__WHAT IS BEING ASKED__: When you return the data, keep every line exactly as it is and leave out the pictures.

__DATA__:

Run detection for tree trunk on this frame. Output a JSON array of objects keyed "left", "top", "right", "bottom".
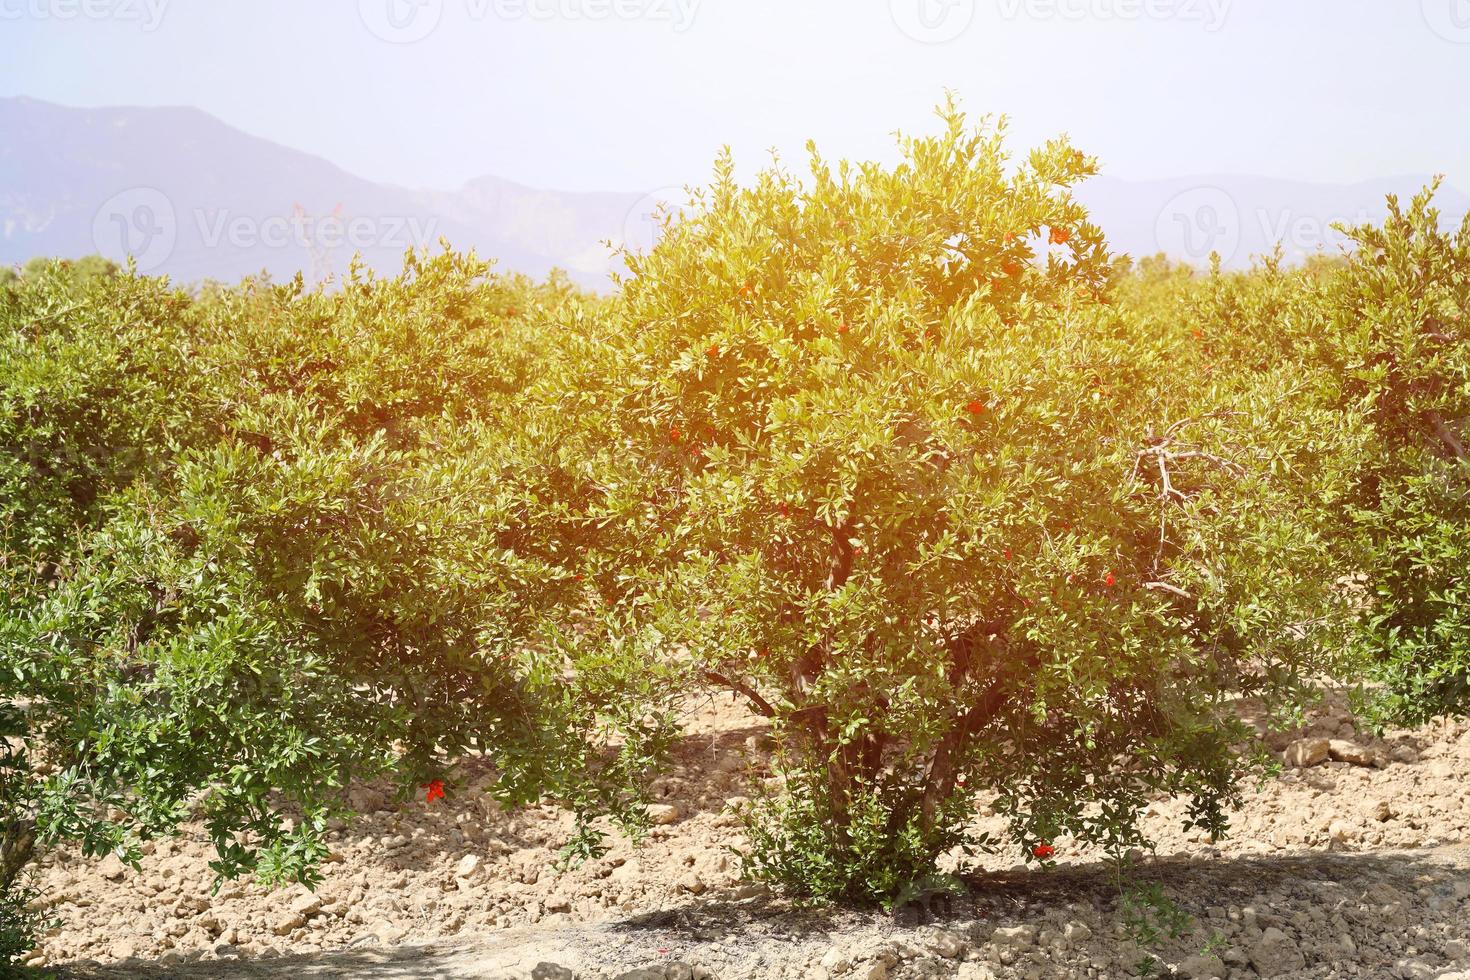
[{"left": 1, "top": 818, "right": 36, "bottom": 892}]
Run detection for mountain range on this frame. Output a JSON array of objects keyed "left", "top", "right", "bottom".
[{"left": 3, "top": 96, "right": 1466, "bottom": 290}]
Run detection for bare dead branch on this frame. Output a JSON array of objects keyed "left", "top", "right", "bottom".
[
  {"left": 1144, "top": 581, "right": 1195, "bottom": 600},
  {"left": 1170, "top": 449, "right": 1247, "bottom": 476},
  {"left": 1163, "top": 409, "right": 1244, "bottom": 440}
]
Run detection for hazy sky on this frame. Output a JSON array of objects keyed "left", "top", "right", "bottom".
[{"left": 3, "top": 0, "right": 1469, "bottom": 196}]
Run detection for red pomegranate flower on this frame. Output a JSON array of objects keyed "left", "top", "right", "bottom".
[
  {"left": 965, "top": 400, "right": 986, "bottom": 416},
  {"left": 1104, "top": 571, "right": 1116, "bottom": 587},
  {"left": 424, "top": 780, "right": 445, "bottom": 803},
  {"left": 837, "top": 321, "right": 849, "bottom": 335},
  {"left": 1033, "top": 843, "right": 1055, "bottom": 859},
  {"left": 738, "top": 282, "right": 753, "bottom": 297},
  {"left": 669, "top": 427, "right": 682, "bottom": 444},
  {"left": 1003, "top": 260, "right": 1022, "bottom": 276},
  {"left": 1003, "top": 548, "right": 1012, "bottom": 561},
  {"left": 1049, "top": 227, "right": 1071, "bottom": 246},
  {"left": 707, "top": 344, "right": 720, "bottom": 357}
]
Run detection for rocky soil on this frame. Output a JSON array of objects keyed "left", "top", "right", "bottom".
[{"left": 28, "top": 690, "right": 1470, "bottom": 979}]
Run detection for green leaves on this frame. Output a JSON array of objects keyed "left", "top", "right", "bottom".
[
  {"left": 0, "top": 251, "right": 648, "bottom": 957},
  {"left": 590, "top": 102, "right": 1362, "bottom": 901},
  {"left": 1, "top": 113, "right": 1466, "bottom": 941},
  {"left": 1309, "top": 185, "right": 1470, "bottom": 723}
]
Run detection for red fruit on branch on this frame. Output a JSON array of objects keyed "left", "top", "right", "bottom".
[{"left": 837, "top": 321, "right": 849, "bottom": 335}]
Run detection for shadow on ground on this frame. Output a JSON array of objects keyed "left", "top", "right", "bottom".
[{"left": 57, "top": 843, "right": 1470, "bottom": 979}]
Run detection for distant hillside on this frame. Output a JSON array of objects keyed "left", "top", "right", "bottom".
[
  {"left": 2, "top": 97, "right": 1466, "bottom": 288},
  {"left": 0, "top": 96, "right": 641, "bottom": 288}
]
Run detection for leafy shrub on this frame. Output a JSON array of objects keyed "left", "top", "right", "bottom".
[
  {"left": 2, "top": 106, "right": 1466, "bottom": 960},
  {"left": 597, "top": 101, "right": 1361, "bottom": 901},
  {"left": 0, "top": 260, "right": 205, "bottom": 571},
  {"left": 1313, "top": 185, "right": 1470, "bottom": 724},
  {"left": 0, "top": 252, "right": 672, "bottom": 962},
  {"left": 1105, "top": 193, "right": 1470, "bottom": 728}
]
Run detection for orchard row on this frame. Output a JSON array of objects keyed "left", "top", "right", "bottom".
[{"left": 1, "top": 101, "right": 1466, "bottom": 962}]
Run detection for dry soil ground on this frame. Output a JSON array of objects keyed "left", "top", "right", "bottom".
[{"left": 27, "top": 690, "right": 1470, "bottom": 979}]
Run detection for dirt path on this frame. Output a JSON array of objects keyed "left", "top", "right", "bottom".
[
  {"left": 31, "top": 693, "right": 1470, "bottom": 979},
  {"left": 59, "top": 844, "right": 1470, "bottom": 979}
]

__OUTPUT FOR THIS EXERCISE__:
Run detection for tree trunk on this frame. Output a JSON array of objects keyed "left", "top", "right", "bottom".
[{"left": 1, "top": 818, "right": 36, "bottom": 892}]
Run detection for mountain range on this frame. Output a JSON array of objects keyed "left", "top", "right", "bottom".
[{"left": 3, "top": 96, "right": 1466, "bottom": 290}]
Run detection for bare dead branch on this frame. Output a JSON array of objects keyed "left", "top", "right", "bottom".
[
  {"left": 1144, "top": 581, "right": 1195, "bottom": 600},
  {"left": 1170, "top": 449, "right": 1247, "bottom": 476},
  {"left": 1163, "top": 409, "right": 1244, "bottom": 440}
]
Run detection for hazy sky on this frame. Output a JSON array of objects keyed "left", "top", "right", "bottom".
[{"left": 3, "top": 0, "right": 1469, "bottom": 196}]
Run detection for red pomegranate flower on this frame. Output a JSON array of objects keyed "left", "top", "right", "bottom".
[
  {"left": 965, "top": 400, "right": 986, "bottom": 416},
  {"left": 1104, "top": 571, "right": 1116, "bottom": 587},
  {"left": 424, "top": 780, "right": 445, "bottom": 803},
  {"left": 837, "top": 321, "right": 849, "bottom": 335},
  {"left": 1033, "top": 843, "right": 1055, "bottom": 859},
  {"left": 738, "top": 282, "right": 753, "bottom": 297},
  {"left": 669, "top": 427, "right": 682, "bottom": 444},
  {"left": 1003, "top": 260, "right": 1022, "bottom": 276},
  {"left": 1003, "top": 548, "right": 1012, "bottom": 561},
  {"left": 1049, "top": 227, "right": 1071, "bottom": 246},
  {"left": 707, "top": 344, "right": 720, "bottom": 357}
]
Run detection for rocky soil on this frame. Output a JSON array of objects keyed "left", "top", "right", "bottom".
[{"left": 28, "top": 690, "right": 1470, "bottom": 979}]
Run detection for green leaves on this frame. Output a JSON array of objects keyed "left", "top", "right", "bottom".
[
  {"left": 0, "top": 251, "right": 648, "bottom": 957},
  {"left": 590, "top": 102, "right": 1362, "bottom": 901},
  {"left": 1, "top": 113, "right": 1466, "bottom": 941},
  {"left": 1309, "top": 185, "right": 1470, "bottom": 723}
]
Run detection for red fruit on branch on this frame. Output a JSON array of objects keyed "left", "top", "right", "bottom".
[{"left": 837, "top": 321, "right": 849, "bottom": 335}]
Run detection for shadow on ground on this frame. Output a JSON array of objects keyed "left", "top", "right", "bottom".
[{"left": 57, "top": 843, "right": 1470, "bottom": 979}]
Run detection for distant hillside on this frame. Output a JSON array of objects keyed "left", "top", "right", "bottom".
[
  {"left": 2, "top": 97, "right": 1466, "bottom": 288},
  {"left": 0, "top": 96, "right": 641, "bottom": 288}
]
Run detection for leafy shrub on this frame. Output a JSON array of objects keyed "left", "top", "right", "bottom".
[
  {"left": 2, "top": 106, "right": 1466, "bottom": 960},
  {"left": 597, "top": 101, "right": 1361, "bottom": 901},
  {"left": 0, "top": 260, "right": 205, "bottom": 571},
  {"left": 1313, "top": 185, "right": 1470, "bottom": 724},
  {"left": 0, "top": 252, "right": 672, "bottom": 962},
  {"left": 1105, "top": 193, "right": 1470, "bottom": 728}
]
Run detection for orchard row on this frame. Output a JSON array of objects keyed "left", "top", "right", "bottom".
[{"left": 1, "top": 101, "right": 1466, "bottom": 962}]
Run detection for dry soil ground on this frame. Output a JSON array of objects keyed "left", "top", "right", "bottom".
[{"left": 27, "top": 690, "right": 1470, "bottom": 979}]
Run detection for dirt path on this frame. Output a JSON array of objects keyed "left", "top", "right", "bottom".
[
  {"left": 31, "top": 693, "right": 1470, "bottom": 979},
  {"left": 59, "top": 844, "right": 1470, "bottom": 979}
]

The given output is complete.